►

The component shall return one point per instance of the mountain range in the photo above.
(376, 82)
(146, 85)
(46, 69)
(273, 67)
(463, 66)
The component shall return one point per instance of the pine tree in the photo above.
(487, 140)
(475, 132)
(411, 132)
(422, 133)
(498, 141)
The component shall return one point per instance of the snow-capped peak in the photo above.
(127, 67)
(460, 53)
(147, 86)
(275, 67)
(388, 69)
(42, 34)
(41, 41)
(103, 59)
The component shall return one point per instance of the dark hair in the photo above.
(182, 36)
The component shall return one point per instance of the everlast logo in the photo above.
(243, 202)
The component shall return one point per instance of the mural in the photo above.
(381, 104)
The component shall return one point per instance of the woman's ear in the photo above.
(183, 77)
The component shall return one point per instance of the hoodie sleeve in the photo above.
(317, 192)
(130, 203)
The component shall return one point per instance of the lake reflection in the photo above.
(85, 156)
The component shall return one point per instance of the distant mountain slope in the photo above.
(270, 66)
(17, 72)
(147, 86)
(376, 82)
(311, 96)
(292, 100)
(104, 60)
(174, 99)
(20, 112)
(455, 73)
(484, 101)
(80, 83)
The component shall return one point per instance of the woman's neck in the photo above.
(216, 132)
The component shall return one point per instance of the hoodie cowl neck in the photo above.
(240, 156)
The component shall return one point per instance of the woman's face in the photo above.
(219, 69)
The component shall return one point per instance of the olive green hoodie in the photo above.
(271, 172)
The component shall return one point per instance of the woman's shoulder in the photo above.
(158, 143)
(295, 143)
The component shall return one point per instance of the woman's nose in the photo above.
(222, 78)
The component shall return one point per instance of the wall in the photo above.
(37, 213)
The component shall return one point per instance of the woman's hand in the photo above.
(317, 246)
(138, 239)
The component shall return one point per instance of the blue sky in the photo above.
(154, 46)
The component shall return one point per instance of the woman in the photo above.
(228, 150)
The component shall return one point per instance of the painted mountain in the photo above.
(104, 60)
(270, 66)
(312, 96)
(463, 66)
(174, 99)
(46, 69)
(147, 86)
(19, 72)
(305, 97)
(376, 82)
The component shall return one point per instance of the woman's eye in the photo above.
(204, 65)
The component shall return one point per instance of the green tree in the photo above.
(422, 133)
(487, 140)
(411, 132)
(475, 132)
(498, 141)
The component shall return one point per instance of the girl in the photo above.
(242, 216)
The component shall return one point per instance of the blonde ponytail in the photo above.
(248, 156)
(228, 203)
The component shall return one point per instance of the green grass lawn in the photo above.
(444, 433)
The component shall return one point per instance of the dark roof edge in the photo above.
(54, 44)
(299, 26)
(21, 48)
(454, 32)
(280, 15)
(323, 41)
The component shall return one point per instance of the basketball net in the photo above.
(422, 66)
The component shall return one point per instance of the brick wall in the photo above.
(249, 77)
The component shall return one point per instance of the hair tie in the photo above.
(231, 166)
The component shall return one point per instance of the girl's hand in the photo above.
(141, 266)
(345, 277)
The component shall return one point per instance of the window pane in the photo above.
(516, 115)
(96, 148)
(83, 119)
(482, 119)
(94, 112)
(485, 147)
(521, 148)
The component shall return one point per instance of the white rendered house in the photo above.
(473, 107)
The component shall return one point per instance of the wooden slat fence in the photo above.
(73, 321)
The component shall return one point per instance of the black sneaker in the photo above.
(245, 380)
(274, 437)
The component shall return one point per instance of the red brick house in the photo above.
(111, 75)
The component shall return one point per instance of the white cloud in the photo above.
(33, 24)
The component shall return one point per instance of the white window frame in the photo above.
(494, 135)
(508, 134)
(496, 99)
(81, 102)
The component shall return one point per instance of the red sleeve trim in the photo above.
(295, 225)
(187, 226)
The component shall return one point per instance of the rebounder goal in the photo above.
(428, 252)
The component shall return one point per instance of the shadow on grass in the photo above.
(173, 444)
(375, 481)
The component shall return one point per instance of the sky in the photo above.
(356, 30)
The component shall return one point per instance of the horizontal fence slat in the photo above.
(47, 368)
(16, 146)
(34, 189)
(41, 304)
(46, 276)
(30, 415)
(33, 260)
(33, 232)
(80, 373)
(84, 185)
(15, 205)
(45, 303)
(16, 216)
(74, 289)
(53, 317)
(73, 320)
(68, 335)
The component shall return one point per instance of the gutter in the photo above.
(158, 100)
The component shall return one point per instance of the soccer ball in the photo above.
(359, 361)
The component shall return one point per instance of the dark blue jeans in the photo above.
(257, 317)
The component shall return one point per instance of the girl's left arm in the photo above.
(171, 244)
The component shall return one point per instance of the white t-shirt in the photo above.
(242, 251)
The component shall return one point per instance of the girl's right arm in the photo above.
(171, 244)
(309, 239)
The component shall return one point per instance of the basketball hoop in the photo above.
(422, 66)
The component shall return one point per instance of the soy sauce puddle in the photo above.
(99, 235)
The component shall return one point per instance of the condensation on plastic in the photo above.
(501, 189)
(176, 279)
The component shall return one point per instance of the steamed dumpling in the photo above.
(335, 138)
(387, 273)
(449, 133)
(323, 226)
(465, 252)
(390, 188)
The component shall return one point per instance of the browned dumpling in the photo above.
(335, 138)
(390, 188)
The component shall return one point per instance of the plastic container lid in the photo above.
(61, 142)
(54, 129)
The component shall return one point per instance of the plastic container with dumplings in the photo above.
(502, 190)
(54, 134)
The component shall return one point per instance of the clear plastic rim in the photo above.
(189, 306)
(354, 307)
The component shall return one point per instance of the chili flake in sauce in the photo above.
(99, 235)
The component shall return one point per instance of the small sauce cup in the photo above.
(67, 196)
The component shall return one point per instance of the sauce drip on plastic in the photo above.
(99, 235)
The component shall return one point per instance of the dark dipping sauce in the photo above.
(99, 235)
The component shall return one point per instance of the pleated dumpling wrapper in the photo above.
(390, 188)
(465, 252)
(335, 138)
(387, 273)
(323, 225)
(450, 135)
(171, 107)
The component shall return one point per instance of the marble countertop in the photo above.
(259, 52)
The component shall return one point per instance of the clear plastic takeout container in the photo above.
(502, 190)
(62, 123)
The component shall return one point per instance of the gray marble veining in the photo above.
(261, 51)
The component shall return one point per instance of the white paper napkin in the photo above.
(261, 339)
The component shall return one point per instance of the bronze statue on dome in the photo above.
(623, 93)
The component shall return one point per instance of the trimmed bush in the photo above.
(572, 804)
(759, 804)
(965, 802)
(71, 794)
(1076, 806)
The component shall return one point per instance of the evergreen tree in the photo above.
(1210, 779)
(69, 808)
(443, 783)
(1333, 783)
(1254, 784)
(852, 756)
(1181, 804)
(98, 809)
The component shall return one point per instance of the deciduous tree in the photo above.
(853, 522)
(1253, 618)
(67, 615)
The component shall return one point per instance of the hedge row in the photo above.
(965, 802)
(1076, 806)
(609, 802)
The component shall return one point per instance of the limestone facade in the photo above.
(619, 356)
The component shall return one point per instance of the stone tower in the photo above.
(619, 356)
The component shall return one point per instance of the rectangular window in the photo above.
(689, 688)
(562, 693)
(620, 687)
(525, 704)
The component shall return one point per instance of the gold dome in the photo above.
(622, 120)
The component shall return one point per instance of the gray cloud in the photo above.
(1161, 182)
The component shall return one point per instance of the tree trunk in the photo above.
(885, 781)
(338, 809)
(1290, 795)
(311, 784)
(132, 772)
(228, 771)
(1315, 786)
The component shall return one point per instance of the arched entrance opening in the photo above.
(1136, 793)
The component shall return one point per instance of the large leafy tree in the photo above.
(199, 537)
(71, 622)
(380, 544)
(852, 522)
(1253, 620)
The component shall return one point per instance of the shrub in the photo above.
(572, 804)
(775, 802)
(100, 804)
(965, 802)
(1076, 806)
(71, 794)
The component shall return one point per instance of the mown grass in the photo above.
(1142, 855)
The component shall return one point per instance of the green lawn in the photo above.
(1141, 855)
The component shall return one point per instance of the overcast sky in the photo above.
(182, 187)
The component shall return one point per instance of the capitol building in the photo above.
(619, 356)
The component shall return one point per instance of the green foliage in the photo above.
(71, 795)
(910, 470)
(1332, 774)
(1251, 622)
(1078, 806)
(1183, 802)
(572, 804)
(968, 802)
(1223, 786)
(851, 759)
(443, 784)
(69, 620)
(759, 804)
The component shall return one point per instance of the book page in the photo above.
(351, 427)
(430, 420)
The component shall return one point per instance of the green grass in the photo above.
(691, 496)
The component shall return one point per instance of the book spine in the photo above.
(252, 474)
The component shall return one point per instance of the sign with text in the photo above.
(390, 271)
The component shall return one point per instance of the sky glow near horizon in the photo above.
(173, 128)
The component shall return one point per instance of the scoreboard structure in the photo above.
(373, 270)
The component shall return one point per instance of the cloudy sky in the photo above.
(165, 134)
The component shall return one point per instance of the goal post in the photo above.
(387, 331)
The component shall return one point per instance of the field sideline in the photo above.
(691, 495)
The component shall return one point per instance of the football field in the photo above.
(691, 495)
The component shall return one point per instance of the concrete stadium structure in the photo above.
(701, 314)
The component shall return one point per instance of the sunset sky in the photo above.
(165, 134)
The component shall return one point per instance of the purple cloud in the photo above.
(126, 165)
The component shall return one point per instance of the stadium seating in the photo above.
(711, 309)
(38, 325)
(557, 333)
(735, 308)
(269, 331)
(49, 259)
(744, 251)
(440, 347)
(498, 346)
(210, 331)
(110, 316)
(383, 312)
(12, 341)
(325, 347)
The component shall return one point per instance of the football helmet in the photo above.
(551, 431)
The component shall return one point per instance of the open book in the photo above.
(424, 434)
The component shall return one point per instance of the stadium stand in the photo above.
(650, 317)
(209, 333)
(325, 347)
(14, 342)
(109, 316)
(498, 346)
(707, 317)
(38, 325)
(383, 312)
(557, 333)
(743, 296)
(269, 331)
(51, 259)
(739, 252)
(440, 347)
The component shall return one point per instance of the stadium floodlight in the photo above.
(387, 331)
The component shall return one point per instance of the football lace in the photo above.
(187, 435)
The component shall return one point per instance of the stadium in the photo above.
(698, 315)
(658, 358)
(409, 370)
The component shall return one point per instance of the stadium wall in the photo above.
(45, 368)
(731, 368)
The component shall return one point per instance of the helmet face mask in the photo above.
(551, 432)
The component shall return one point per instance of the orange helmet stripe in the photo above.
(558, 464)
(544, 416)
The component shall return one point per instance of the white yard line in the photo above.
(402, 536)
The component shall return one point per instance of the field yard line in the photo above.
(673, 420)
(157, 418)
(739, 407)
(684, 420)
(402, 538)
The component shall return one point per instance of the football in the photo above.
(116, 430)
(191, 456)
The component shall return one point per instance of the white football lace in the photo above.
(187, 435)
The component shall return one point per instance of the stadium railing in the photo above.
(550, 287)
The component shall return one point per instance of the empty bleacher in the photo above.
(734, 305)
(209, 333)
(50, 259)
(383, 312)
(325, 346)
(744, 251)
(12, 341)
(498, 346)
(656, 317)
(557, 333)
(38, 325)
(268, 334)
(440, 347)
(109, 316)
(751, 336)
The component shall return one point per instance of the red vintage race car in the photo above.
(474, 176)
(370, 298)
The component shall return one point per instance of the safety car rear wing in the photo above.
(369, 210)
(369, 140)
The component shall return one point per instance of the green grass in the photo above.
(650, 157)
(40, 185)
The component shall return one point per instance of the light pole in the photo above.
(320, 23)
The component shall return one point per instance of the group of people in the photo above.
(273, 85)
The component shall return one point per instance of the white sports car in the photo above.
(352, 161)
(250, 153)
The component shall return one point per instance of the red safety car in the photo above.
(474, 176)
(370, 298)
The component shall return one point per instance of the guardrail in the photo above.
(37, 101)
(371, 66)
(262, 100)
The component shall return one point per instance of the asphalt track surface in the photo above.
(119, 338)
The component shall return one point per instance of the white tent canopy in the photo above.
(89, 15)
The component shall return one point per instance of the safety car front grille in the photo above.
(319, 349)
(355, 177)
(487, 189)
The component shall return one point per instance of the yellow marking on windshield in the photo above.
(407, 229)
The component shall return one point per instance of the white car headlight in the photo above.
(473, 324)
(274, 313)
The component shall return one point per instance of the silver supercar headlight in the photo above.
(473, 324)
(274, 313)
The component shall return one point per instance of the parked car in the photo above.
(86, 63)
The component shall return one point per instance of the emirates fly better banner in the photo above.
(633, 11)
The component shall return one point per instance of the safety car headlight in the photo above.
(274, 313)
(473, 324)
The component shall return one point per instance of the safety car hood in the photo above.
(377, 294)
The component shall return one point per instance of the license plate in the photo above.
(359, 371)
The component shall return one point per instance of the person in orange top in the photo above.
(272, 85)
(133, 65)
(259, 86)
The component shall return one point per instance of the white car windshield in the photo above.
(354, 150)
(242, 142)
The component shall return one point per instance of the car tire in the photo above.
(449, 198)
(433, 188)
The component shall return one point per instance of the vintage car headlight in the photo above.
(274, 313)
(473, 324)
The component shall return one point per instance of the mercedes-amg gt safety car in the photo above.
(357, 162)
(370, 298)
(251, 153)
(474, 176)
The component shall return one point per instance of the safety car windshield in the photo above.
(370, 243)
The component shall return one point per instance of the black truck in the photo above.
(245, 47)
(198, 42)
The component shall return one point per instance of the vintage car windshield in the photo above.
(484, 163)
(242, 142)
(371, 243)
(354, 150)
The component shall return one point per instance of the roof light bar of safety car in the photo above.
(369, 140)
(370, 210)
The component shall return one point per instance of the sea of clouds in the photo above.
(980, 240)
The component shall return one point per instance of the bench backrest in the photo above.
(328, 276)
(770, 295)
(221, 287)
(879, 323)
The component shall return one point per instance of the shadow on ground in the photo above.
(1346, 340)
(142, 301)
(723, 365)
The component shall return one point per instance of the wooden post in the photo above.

◄

WHAT IS REQUIRED: Output the lines from the records above exactly as they appear, from the line containing "The component shall return one point per instance of the bronze" through the line containing "(1136, 793)", both included.

TASK OUTPUT:
The component shall return one point per instance of the bronze statue on dome in the photo above.
(623, 93)
The component shall return one point per instance of the trimmed bush in the photo above.
(572, 804)
(759, 804)
(965, 802)
(71, 794)
(1076, 806)
The component shall return one point per instance of the evergreen tree in the photo above.
(1210, 779)
(69, 808)
(443, 783)
(1333, 783)
(1254, 784)
(852, 756)
(1181, 804)
(98, 809)
The component shall return one point per instance of the deciduous tree in the photo above.
(853, 522)
(1253, 618)
(67, 615)
The component shall return one point per instance of the hedge row in the photo above.
(965, 802)
(1076, 806)
(609, 802)
The component shall return one point per instance of the limestone facade in the photo above.
(619, 356)
The component shall return one point per instance of the stone tower in the photo above.
(619, 356)
The component shall return one point per instance of the rectangular window in the photo above.
(689, 688)
(562, 693)
(620, 687)
(525, 704)
The component shall return one point per instance of the gold dome in the photo above.
(622, 120)
The component shall return one point per instance of the gray cloud in the photo above.
(1161, 182)
The component shall return one point per instance of the tree trunk in the photo above.
(885, 781)
(338, 809)
(1290, 795)
(311, 784)
(132, 772)
(228, 771)
(1315, 786)
The component shall return one point per instance of the arched entrance opening in the photo above.
(1136, 793)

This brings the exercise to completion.